From the entries below, tally how many lines contain "cuff" and report only that figure.
───── Records shown ─────
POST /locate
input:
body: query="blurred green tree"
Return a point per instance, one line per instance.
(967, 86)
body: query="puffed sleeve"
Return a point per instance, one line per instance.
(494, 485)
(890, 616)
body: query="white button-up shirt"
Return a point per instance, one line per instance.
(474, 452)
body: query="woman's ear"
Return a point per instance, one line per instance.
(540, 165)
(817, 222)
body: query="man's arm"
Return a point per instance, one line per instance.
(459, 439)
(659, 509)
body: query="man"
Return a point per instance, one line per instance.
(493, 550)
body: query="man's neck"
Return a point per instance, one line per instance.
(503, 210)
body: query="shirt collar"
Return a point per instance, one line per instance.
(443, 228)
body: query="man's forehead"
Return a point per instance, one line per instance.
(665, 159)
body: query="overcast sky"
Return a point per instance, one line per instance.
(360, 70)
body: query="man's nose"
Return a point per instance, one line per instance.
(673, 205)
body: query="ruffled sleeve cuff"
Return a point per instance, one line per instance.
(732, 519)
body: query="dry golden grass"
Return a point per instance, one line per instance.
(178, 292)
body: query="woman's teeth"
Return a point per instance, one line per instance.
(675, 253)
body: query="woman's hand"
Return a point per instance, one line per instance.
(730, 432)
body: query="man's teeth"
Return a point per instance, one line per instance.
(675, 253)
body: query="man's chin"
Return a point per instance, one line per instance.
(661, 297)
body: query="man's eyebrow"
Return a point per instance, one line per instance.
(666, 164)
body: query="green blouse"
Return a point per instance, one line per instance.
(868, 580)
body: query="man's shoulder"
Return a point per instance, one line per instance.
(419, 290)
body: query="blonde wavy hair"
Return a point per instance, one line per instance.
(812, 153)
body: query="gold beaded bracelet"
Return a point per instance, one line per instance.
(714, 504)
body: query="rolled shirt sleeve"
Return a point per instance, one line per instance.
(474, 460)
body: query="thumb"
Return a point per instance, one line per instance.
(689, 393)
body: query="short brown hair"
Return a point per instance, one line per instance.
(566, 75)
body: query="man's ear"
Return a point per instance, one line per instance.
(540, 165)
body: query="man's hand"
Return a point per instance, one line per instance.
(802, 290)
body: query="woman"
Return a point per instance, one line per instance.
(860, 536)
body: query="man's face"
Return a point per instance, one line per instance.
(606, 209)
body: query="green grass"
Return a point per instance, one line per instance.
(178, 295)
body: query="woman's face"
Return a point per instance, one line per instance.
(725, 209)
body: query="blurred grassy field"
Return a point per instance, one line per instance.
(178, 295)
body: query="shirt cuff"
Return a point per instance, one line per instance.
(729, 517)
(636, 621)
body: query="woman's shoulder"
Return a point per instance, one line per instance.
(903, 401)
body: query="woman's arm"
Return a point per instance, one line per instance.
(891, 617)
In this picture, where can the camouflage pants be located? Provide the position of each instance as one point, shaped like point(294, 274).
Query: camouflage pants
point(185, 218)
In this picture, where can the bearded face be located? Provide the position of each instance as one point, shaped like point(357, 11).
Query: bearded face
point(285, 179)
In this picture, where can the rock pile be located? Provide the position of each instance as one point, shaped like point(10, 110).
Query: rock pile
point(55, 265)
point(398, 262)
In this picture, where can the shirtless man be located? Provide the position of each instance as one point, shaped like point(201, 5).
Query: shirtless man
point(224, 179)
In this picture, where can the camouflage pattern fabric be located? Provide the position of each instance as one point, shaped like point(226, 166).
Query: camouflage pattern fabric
─────
## Task result
2